* TRECHO PARA LEITURA:

========

Crise na Venezuela: O desespero dos que se prostituem na fronteira com a Colômbia

O desespero causado pela crise na Venezuela e a necessidade de encontrar uma forma de alimentar a família fizeram com que muitos venezuelanos se vissem forçados a fazer coisas que nunca imaginariam. Entre elas, trabalhar na indústria da prostituição.

Mulheres que se tornaram garotas de programa e organizações que lhes oferecem ajuda calculam que, atualmente, cerca de 80% das trabalhadoras sexuais em Cúcuta são venezuelanas.

Muitas (e muitos) estão em situação de vulnerabilidade tão delicada que se submetem a circunstâncias extremas, diz Miguel Ángel Villamizar, assistente social ligado à Fundación Censurados, uma ONG que presta apoio a imigrantes venezuelanos.

Grupos que ajudam imigrantes em Cúcuta afirmam que houve um aumento significativo da parcela de pessoas que oferecem serviços sexuais na cidade. O mais preocupante envolve menores de idade.

“Nunca tinha visto um índice tão elevado de participação de menores de idade na prostituição em toda a minha carreira no trabalho voluntário”, destaca Rafael Velásquez, encarregado da missão em Cúcuta do Comitê Internacional de Resgate (IRC, na sigla em inglês), que presta ajuda a vítimas de crises humanitárias.

Velásquez já passou por zonas de conflito em Darfur, na Somália, no Iêmen, na Nigéria e na República Centro-Africana.

Em uma pesquisa realizada pela organização, 27% dos ouvidos disseram ter sido abordados por desconhecidos que se ofereceram para levar seus filhos da Venezuela à Colombia oferecendo-lhes melhores condições de vida.

“Esse é um indicador de tráfico e de exploração infantil vinculado à prostituição. E a porcentagem é muito maior do que a que temos visto em outros contextos de emergência”, afirma Velásquez. Praticamente todos os entrevistados sabiam de algum caso.

A prática ficou muito mais visível: não apenas à noite, como de costume, mas também à luz do dia e em lugares nos quais antes não se encontrava prostituição.

“A situação piorou no último ano, agora a prostituição está em quase todas as esquinas. É doloroso e triste, parte o coração”, diz Rito Álvarez, da Fundación Oasis de Amor y Paz, que ajuda imigrantes na fronteira.

Outras variantes na forma de inserção dos migrantes na indústria sexual do lado colombiano envolve casais.

“São heterossexuais em que ambos trabalham na prostituição. A mulher atende os clientes de dia e o homem, à noite – dessa forma eles conseguem se revezar para cuidas dos filhos”.

Também há casos, acrescenta, em que deixam as crianças dormindo à noite e saem juntos para trabalhar até a madrugada.

“Atendem a quem quer que se aproxime, seja homem ou mulher”, diz ele.

========

* MATERIAL:
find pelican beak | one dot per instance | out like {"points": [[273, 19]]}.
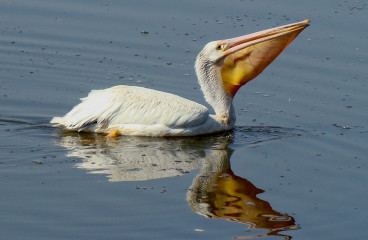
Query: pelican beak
{"points": [[245, 57]]}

========

* EXERCÍCIO BREVE:
Reproduza fielmente o trecho da reportagem sobre a crise na Venezuela que vai de "Muitas (e muitos)" até "na República Centro-Africana.".

* RESPOSTA:
Muitas (e muitos) estão em situação de vulnerabilidade tão delicada que se submetem a circunstâncias extremas, diz Miguel Ángel Villamizar, assistente social ligado à Fundación Censurados, uma ONG que presta apoio a imigrantes venezuelanos.

Grupos que ajudam imigrantes em Cúcuta afirmam que houve um aumento significativo da parcela de pessoas que oferecem serviços sexuais na cidade. O mais preocupante envolve menores de idade.

“Nunca tinha visto um índice tão elevado de participação de menores de idade na prostituição em toda a minha carreira no trabalho voluntário”, destaca Rafael Velásquez, encarregado da missão em Cúcuta do Comitê Internacional de Resgate (IRC, na sigla em inglês), que presta ajuda a vítimas de crises humanitárias.

Velásquez já passou por zonas de conflito em Darfur, na Somália, no Iêmen, na Nigéria e na República Centro-Africana.